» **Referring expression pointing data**
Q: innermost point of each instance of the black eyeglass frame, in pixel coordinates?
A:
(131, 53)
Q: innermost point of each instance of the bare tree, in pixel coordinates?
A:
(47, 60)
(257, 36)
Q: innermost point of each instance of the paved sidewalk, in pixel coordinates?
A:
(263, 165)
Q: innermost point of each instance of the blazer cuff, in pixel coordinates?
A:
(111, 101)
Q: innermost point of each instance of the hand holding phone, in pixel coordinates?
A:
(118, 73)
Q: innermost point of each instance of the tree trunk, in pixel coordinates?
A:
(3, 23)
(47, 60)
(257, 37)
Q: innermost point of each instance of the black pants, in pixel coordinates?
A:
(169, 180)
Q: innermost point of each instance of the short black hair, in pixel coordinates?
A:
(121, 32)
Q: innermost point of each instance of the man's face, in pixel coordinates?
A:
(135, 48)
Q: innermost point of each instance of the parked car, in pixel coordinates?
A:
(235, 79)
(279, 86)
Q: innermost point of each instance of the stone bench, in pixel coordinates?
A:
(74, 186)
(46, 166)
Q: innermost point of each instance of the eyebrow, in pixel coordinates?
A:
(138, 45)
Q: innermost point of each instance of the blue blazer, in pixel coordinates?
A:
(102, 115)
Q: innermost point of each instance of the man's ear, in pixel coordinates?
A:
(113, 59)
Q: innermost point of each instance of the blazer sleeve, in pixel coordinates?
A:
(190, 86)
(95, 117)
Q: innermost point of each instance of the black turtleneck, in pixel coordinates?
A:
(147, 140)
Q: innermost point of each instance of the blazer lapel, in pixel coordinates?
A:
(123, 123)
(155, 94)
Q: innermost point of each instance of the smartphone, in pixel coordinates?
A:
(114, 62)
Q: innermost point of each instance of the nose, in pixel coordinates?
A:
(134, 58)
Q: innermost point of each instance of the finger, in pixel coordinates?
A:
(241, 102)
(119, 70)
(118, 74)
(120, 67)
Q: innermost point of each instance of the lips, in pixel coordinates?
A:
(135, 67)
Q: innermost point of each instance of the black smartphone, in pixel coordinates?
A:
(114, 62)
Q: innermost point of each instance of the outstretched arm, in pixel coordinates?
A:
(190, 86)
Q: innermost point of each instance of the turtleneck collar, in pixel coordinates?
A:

» **TASK TO COMPLETE**
Output all the lines above, matching them word for word.

» **RESPONSE**
Q: innermost point of each instance of the black eyeglass frame, in pixel coordinates?
A:
(131, 53)
Q: innermost point of each instance of the bare tree, in pixel coordinates?
A:
(47, 60)
(257, 36)
Q: innermost point of each instance of the paved sidewalk, in pixel coordinates?
A:
(263, 165)
Q: innermost point of each instance of the blazer cuff, in pixel coordinates?
A:
(111, 101)
Q: innermost point of each instance of the hand holding phone, in pixel coordinates?
A:
(118, 73)
Q: innermost point of each instance of the tree trunk, in pixel coordinates?
A:
(3, 23)
(47, 60)
(257, 37)
Q: innermost point of each instance of the black pants, in pixel coordinates?
A:
(169, 180)
Q: innermost point of each instance of the short black hair, in pixel coordinates?
A:
(121, 32)
Q: innermost point of each instance of the man's face, in pixel coordinates?
A:
(135, 48)
Q: innermost point of each instance of the parked car, in pixel coordinates?
A:
(235, 79)
(279, 86)
Q: innermost point of each instance of the stone bench, in pixel coordinates?
A:
(74, 186)
(46, 166)
Q: innermost point of each instance of the eyebrow, in pixel coordinates?
A:
(138, 45)
Q: innermost point of each instance of the blue blazer, in pixel coordinates?
A:
(102, 115)
Q: innermost point of each instance of the man's ear, in pixel coordinates?
A:
(113, 59)
Q: innermost point of each instance of the blazer sleeve, in pixel coordinates?
A:
(190, 86)
(95, 117)
Q: innermost point of each instance of the black turtleneck, in pixel coordinates?
A:
(147, 140)
Q: innermost point of each instance of the blazer lapel, in pixel coordinates?
A:
(123, 123)
(155, 94)
Q: innermost point of each instance of the smartphone, in pixel coordinates?
A:
(114, 62)
Q: innermost point of each instance of the nose, in pixel coordinates?
A:
(134, 58)
Q: innermost point of each instance of the finger, in pixel coordinates?
A:
(241, 102)
(119, 70)
(118, 74)
(120, 67)
Q: innermost point of each instance of the lips, in pixel coordinates?
A:
(135, 67)
Q: innermost point of each instance of the black smartphone, in pixel coordinates?
A:
(114, 62)
Q: innermost point of each instance of the outstretched arm, in pixel coordinates?
A:
(190, 86)
Q: innermost point of each instance of the turtleneck collar, in pixel coordinates?
A:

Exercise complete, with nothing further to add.